◆ PETIKAN TEKS:

----------------------------------------

Dalam hal penyangkalan beserta tuntutan pemberi kuasa
khusus ditolak, pemberi kuasa khusus dapat mengajukan
banding ke pengadilan tinggi. Dalam hal permohonan
banding ditolak, pemeriksaan perkara dilanjutkan dan pihak
penerima kuasa khusus dapat menggugat pemberi kuasa
khusus untuk membayar ganti kerugian yang dideritanya.
Dalam hal penyangkalan beserta tuntutan pemberi kuasa
khusus dikabulkan, penerima kuasa khusus dapat
mengajukan banding ke pengadilan tinggi. Dalam hal perkara
sudah diputus dan dimohonkan pemeriksaan banding,
penyangkalan harus diajukan dalam tenggang waktu banding
dan diputus bersama-sama dengan perkara bandingnya.
Terhadap putusan pengadilan tinggi tidak terbuka upaya
hukum apapun. Yang dimaksud dengan tidak terbuka upaya
hukum apapun adalah tidak terbuka upaya hukum biasa
atau upaya hukum luar biasa untuk memberikan suatu
205
penegasan bahwa putusan pengadilan tinggi merupakan
putusan yang bersifat final.
c. Kewenangan Pengadilan
1) Wewenang relatif
a) Dalam gugatan
Pengadilan yang berwenang memeriksa, mengadili, dan
memutus perkara di tingkat pertama adalah Pengadilan
yang daerah hukumnya meliputi alamat tempat tinggal
tergugat, dalam hal tergugat:
i. lebih dari seorang, yang berwenang memeriksa,
mengadili, dan memutus adalah pengadilan yang
daerah hukumnya meliputi alamat tempat tinggal
salah seorang tergugat;
ii. pihak debitor bersama penjaminnya, yang
berwenang memeriksa, mengadili, dan memutus
adalah pengadilan yang daerah hukumnya meliputi
alamat tempat tinggal tergugat debitor.

----------------------------------------

◆ YANG DIHARAPKAN:
Salin ulang tanpa perubahan bagian petikan teks di atas yang dibuka dengan kata-kata yang memuat "Terhadap putusan pengadilan" dan ditutup dengan "yang bersifat final.".

◆ DATA TERSIMPAN:

----------------------------------------

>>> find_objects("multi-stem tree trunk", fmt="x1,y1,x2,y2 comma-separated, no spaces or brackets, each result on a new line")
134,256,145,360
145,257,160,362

----------------------------------------

◆ PENYELESAIAN LENGKAP:
Terhadap putusan pengadilan tinggi tidak terbuka upaya
hukum apapun. Yang dimaksud dengan tidak terbuka upaya
hukum apapun adalah tidak terbuka upaya hukum biasa
atau upaya hukum luar biasa untuk memberikan suatu
205
penegasan bahwa putusan pengadilan tinggi merupakan
putusan yang bersifat final.